Esercizio scritto A –
Nel testo sulla poetica di Ungaretti, quali caratteristiche devono avere le parole che il poeta cerca nella prima fase? Elencale tutte.
Esercizio scritto B –
Trasforma in un elenco puntato il paragrafo del testo sulla poetica di Ungaretti che comincia con «La prima», conservandone i fatti principali.

Testo proposto –
══════════
GIUSEPPE UNGARETTI PENSIERO E POETICA

GIUSEPPE UNGARETTI PENSIERO E POETICA


Il pensiero e la poetica

La produzione poetica di Ungaretti viene divisa in tre fasi.

La prima ( corrispondente agli anni giovanili e all’esperienza di combattente in trincea) è caratterizzata da una forte sperimentazione linguistica. Sono componimenti brevi, in cui il poeta si impegna molto nella ricerca di parole che siano sonore, ritmiche ed evocative di emozioni.

Le opere di questo periodo hanno una forte componente autobiografica e rievocano sia gli anni della giovinezza trascorsi in Egitto, sia la cruda esperienza del fronte.

La concezione di poesia che ne emerge è quella di una ricerca laboriosa di “ciò che di segreto rimane in noi, indecifrabile”; perciò il poeta deve tuffarsi in un “abisso” per recuperare l’essenza più intima della realtà. Sul piano stilistico queste sono le novità:

  • la scomparsa della punteggiatura, con il semplice accostamento delle parole;
  • alle parole della tradizione classica sostituisce quelle comuni, della lingua parlata, della prosa, capite e usate da tutti, le sole adatte a esprimere l’intimo del pensiero perchè “scavate” nella vita (un linguaggio, dunque, non poetico);
  • la riduzione del verso alla misura della singola parola, considerata come improvvisa illuminazione e apertura sull’Assoluto;
  • l’abolizione della rima e del verso tradizionale (le strofe con rime e ritmi ben scanditi e misurati) sostituendole con ritmi spezzati, con versi liberi, lunghi e brevi;
  • l’adozione di un linguaggio scarnoessenziale, frammentario;
  • l’uso frequente di spazi bianchi, pause, silenzi, che inducono il lettore a tentare di integrare e ricostruire una trama visibile solo in parte.
══════════
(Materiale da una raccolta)
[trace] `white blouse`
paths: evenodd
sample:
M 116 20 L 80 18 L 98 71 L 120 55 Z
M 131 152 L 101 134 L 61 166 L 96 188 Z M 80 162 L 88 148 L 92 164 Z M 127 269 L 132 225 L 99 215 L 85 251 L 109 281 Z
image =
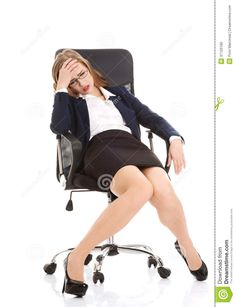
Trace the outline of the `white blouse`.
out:
M 114 106 L 113 102 L 109 100 L 110 96 L 115 96 L 113 93 L 109 92 L 103 87 L 100 87 L 100 91 L 105 97 L 105 101 L 99 97 L 96 97 L 91 94 L 82 95 L 82 97 L 86 100 L 88 112 L 89 112 L 89 122 L 90 122 L 90 139 L 105 130 L 110 129 L 120 129 L 127 131 L 132 134 L 129 127 L 126 126 L 126 123 L 121 116 L 119 110 Z M 68 93 L 66 88 L 61 88 L 55 91 L 55 94 L 58 92 Z M 184 143 L 180 136 L 173 135 L 169 138 L 169 142 L 179 139 Z
M 124 130 L 132 133 L 130 128 L 121 116 L 119 110 L 114 106 L 114 103 L 109 99 L 110 96 L 115 96 L 103 87 L 100 91 L 106 100 L 96 97 L 91 94 L 81 95 L 87 103 L 90 123 L 90 140 L 96 134 L 110 129 Z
══════════
Risposta completa A –
- sonore
- ritmiche
- evocative di emozioni

Risposta completa B –
- Periodo: anni giovanili ed esperienza di combattente in trincea
- Tratto principale: forte sperimentazione linguistica
- Forma: componimenti brevi
- Impegno del poeta: cercare parole sonore, ritmiche ed evocative di emozioni